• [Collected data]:

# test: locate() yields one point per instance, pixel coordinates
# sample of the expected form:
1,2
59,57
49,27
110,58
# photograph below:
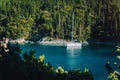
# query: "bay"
93,57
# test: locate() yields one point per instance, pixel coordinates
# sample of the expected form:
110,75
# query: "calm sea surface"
93,57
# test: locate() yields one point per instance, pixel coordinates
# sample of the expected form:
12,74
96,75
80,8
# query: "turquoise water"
92,57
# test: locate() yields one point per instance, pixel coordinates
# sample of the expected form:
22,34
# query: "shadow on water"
73,51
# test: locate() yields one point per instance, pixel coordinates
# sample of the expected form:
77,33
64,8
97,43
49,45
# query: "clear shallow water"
92,57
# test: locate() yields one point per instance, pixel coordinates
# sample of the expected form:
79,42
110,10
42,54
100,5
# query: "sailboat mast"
72,25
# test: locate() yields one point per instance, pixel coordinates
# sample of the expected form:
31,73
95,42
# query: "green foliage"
113,73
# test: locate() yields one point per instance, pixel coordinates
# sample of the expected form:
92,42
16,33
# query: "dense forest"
33,19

• [TASK OBJECTIVE]:
Rewrite all of the records above, changing "pixel coordinates" to "image coordinates" wherever it occurs and keeping everything else the same. Omit the pictures from your answer.

• [REPLY TO THE TASK]:
# test: locate() yields one point per instance, image coordinates
# sample of the expected form:
1,2
59,57
49,27
110,58
# photograph below:
# query: "bay"
93,57
# test: locate() yields one point per instance, image coordinates
# sample of the expected form:
110,75
# query: "calm sea surface"
93,57
# test: locate() yields one point per instance, image coordinates
# sample of the expected form:
12,74
96,75
80,8
# query: "turquoise water"
92,57
# test: locate() yields one point per instance, image coordinates
# sample of the expected form:
22,34
# query: "shadow on water"
73,51
# test: locate() yields one point per instance, image coordinates
# sample of the expected form:
77,33
64,8
97,43
49,45
# query: "clear shallow water"
92,57
# test: locate() yields one point per instance, image coordinates
# sample of the expected form:
79,42
110,10
42,54
100,5
# query: "sailboat mast"
72,25
# test: locate() yields one point per instance, image coordinates
# sample of the expected form:
31,73
95,42
# query: "green foliage"
113,73
# test: locate() yields one point per instance, image coordinates
# sample of the expected form:
92,42
16,33
# query: "dense forest"
33,19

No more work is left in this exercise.